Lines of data

=-=-=-=-=

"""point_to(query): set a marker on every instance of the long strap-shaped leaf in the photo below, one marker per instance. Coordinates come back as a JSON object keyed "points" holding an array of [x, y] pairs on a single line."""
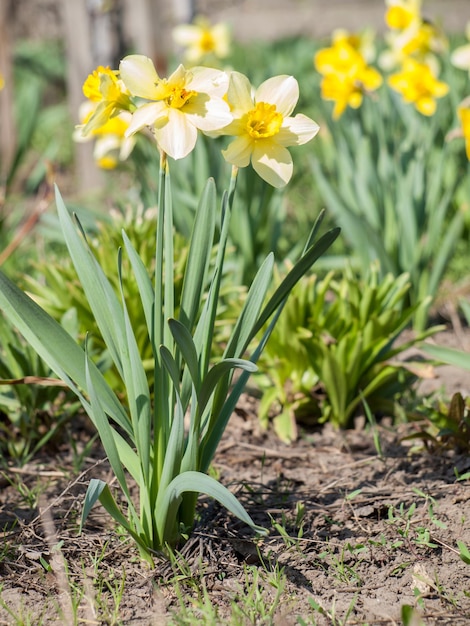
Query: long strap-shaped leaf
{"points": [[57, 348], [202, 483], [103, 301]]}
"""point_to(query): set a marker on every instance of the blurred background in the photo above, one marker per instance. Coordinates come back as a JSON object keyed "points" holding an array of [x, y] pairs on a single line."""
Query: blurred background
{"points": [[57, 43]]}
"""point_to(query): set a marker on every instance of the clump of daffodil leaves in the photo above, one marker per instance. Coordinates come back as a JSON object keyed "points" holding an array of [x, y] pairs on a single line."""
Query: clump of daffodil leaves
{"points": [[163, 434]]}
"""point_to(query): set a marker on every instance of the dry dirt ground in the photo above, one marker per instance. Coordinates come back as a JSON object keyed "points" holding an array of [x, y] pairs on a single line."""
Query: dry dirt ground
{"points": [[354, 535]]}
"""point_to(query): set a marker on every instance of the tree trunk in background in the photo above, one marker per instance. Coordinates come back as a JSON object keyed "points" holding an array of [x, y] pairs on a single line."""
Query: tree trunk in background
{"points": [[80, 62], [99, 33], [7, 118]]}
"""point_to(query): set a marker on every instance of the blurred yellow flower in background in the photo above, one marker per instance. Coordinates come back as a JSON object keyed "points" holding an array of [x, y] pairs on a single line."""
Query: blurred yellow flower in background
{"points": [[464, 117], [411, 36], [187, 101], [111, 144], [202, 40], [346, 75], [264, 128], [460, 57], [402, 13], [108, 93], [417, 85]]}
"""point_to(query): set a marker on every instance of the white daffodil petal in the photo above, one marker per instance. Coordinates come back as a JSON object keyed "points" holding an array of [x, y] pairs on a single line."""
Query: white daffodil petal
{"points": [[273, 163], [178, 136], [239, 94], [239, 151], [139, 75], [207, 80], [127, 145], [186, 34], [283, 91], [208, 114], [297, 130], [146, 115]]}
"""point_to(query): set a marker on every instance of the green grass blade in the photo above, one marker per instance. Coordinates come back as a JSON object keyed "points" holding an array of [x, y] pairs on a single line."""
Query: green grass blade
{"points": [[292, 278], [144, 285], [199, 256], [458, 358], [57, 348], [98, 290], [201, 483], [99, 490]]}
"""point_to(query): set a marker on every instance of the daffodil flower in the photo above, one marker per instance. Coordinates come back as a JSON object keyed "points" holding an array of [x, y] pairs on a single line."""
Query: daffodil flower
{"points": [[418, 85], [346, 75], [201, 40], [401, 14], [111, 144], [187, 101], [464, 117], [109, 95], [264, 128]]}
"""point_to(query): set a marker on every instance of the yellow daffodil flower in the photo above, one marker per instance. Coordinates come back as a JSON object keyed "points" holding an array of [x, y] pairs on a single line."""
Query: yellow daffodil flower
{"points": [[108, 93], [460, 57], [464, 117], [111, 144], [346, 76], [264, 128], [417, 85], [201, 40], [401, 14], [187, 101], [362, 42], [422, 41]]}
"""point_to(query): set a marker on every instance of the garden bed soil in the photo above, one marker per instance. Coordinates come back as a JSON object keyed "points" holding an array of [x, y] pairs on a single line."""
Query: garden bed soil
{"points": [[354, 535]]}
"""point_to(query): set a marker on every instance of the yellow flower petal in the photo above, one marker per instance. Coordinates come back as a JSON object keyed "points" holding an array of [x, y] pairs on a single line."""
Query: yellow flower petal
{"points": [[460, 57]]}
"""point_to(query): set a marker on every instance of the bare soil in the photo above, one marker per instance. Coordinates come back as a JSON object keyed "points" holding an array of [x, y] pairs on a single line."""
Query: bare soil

=-=-=-=-=

Extract the text of all the records above verbatim, excluding pictures.

"""point_to(query): set a marker on every instance of the long strap-shaped leaf in the photo below, one marker per instance. Coordinates come back as a JSON object keyed "points" holding an array of [x, y] pairs on a single line."""
Query: long strap-shaped leaf
{"points": [[57, 348], [202, 483], [103, 301]]}
"""point_to(query): set a marker on every instance of the blurred background in the photo above, one marker per instance. Coordinates come back as a JSON object keyed "points" holding an array of [x, y] pairs on a single line."""
Query: blurred background
{"points": [[57, 43]]}
"""point_to(query): set a marker on every instance of the clump of daffodil leaves in the photo above, one marker per instance. Coordinates come back as a JSON object keyed "points" holding an array of [x, y] pairs on a single line."""
Query: clump of daffodil leaves
{"points": [[163, 434]]}
"""point_to(query): set a marker on every instance of the dry dirt ground in the photo above, one marker per instance. Coordinates come back as a JSON object keyed "points" holding an array of [x, y] pairs on a single line."""
Query: dry dirt ground
{"points": [[354, 535]]}
"""point_to(query): set a marker on every instance of the tree trunk in background in the photo above, one marker per instance. Coordinates come back as a JSON object keyed "points" holding an array of [x, y] pairs on a single line."""
Query: tree trunk in background
{"points": [[80, 62], [99, 33], [7, 118]]}
"""point_to(query): set a marker on every instance of the blurred yellow flower in background in the photo above, one marker per instance. Coordinates come back as a JSON object keyed "points" holding an array of [x, y] pairs on a single line."""
Query: blurred yellow flower in background
{"points": [[464, 117], [411, 36], [187, 101], [111, 144], [202, 40], [346, 75], [264, 128], [460, 57], [402, 13], [108, 93], [417, 85]]}
"""point_to(query): set a marker on every instance of the white daffodil petal in the photo above, one marker per instance. Coordinates come back as a JSON object keyed "points" holding an array of [x, y] pairs on a single line."""
Query: white daffodil petal
{"points": [[273, 163], [178, 136], [239, 94], [239, 151], [139, 75], [207, 80], [127, 145], [186, 34], [283, 91], [208, 114], [297, 130], [146, 115]]}
"""point_to(query): set a marker on every instance of the green grass blade in the photo above, one marker per instance. Coordinates come back as a JSON object keyed "points" holding an array of [x, y] pairs on a single line."""
Query: green grass blade
{"points": [[292, 278], [144, 285], [199, 256], [458, 358], [57, 348], [98, 290], [201, 483], [99, 490]]}
"""point_to(query): set a marker on every instance of the daffodil flower in the photo above, one marker per instance. Coordinates come back as a JSON object keyed "points" holding an array of [x, y] pairs on a single line."""
Query: daffodil flower
{"points": [[418, 85], [346, 75], [201, 40], [401, 14], [111, 144], [187, 101], [464, 117], [109, 95], [264, 128]]}
"""point_to(query): set a marker on every instance of the yellow daffodil flower in the photo above, one marker per instance. Coordinates come back as a JSON object keyed "points" holding an array of [x, y] pairs on a single line."""
Query: yellow daffodil flower
{"points": [[108, 93], [460, 57], [464, 117], [111, 144], [346, 76], [264, 128], [417, 85], [201, 40], [401, 14], [187, 101], [362, 42], [422, 41]]}
"""point_to(query): set a marker on every instance of the garden bed soil in the photo above, one marker per instance. Coordinates come back as a JSON object keyed "points" holding an array of [x, y] pairs on a single line."""
Query: garden bed soil
{"points": [[354, 535]]}
"""point_to(query): set a marker on every instance of the yellow flower petal in the photo above, one marker per instance. Coordinates come back as a JSON object keyed "points" holding an array of [x, y] pairs on a single line."""
Query: yellow flower petal
{"points": [[460, 57]]}
"""point_to(query): set a marker on every instance of the bare soil in the photo above, one marker per instance. Coordinates come back as a JSON object keyed "points" holding an array of [x, y] pairs on a single line."""
Query: bare soil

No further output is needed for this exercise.